# Material supplied
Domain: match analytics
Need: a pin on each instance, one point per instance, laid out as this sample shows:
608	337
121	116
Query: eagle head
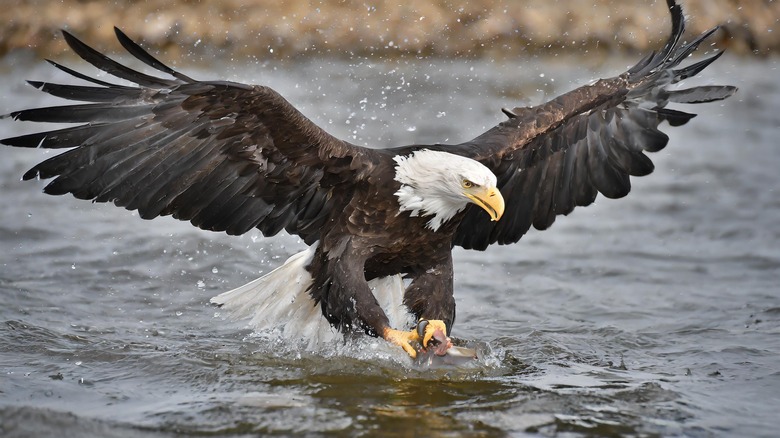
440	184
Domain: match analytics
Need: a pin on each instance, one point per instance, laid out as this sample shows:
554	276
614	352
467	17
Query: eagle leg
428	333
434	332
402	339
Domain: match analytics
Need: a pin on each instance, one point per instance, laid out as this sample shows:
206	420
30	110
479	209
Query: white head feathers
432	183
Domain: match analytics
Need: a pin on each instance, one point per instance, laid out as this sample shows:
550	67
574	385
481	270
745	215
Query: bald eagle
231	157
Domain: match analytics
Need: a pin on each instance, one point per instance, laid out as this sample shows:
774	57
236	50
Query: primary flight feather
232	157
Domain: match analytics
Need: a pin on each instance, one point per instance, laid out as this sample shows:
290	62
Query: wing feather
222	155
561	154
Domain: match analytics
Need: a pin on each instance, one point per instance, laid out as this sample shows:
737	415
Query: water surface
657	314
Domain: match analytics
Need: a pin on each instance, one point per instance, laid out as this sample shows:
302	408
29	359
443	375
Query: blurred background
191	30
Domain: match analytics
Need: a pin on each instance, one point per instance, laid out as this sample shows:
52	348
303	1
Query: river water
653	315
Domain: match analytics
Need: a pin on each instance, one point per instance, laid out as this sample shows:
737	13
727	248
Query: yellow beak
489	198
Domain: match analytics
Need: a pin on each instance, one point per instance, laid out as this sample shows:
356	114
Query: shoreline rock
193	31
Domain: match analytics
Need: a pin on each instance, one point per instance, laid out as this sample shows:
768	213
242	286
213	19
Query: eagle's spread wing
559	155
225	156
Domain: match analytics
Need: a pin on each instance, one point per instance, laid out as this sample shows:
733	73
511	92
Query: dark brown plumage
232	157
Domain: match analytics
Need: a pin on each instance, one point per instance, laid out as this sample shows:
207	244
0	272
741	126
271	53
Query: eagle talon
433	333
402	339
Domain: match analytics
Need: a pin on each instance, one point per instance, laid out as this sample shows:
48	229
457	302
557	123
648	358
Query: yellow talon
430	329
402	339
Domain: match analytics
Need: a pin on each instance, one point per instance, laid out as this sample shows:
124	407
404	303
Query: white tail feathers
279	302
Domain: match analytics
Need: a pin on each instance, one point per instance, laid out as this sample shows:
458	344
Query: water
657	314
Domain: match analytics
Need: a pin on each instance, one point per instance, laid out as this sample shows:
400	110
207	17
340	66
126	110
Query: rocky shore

# Exercise instructions
The data should be printed again unchanged; leave its pictures out.

# Written answer
Domain: match analytics
Need: a pin on each instance, one point per instance, laid out as this sample shows:
608	337
121	116
Query: eagle head
440	184
Domain: match analytics
Need: a pin on each instance, one point per instance, laid out as this sample shows:
554	276
614	352
467	17
Query: eagle leg
428	333
434	332
402	339
Domain: match analytics
Need: a pin on each instance, one point per instance, laid out as this sample shows:
206	420
30	110
479	209
Query: white head feathers
432	183
Domain: match analytics
Need: a pin on each instance, one point per instance, laid out as this sample shows:
550	67
574	385
481	270
745	215
Query: bald eagle
231	157
Domain: match analytics
Need: a pin on each instance, one point per instance, laid out as this sample shows:
774	57
236	50
Query: primary flight feather
232	157
Domain: match analytics
Need: a pin on each instance, one point per instance, laid out as this sample shows:
290	62
Query: wing feather
222	155
561	154
Domain: match analytics
Need: a pin on each instance, one point per instance, laid out as this sample shows:
737	415
Query: water surface
657	314
Domain: match analytics
Need: a pin on each instance, one point per instance, laid out as this sample shows:
302	408
29	359
443	375
Query: blurred background
191	30
Domain: match analytics
Need: a pin on each instance, one point per instance, laid out as this sample shows:
52	348
303	1
Query: river water
653	315
Domain: match analytics
Need: a pin on each instance, one point per instance, laid out as this sample shows:
737	13
727	248
Query: yellow beak
489	198
Domain: match analytics
Need: a pin on each instance, one point per instance, laid out as this sample shows:
356	114
Query: shoreline rock
193	31
Domain: match analytics
Need: a pin on each instance, one point per instance, laid out as this sample shows:
768	213
242	286
213	19
Query: eagle's spread wing
559	155
225	156
Domain: match analytics
Need: a pin on each instance, one point per instance, laid out as this sample shows:
733	73
511	92
Query: dark brown plumage
232	157
Domain: match analytics
Need: a pin on each instance, one point per instance, laid out as this sample shows:
207	244
0	272
741	126
271	53
Query: eagle talon
433	333
402	339
Domain: match analytics
Need: a pin on each instance, one point per instance, laid out as this sample shows:
48	229
457	302
557	123
648	358
Query: yellow talon
430	329
402	339
Domain: match analytics
Need: a pin on each instance, one point per instance, laid out as this sample shows:
124	407
404	303
Query: white tail feathers
279	302
Domain: match analytics
Need: a pin on each instance, one point per instance, laid out as this sample shows:
458	344
Query: water
657	314
Domain: match analytics
Need: a pin on each instance, one point per instance, laid out as this sample shows:
400	110
207	17
340	66
126	110
Query: rocky shore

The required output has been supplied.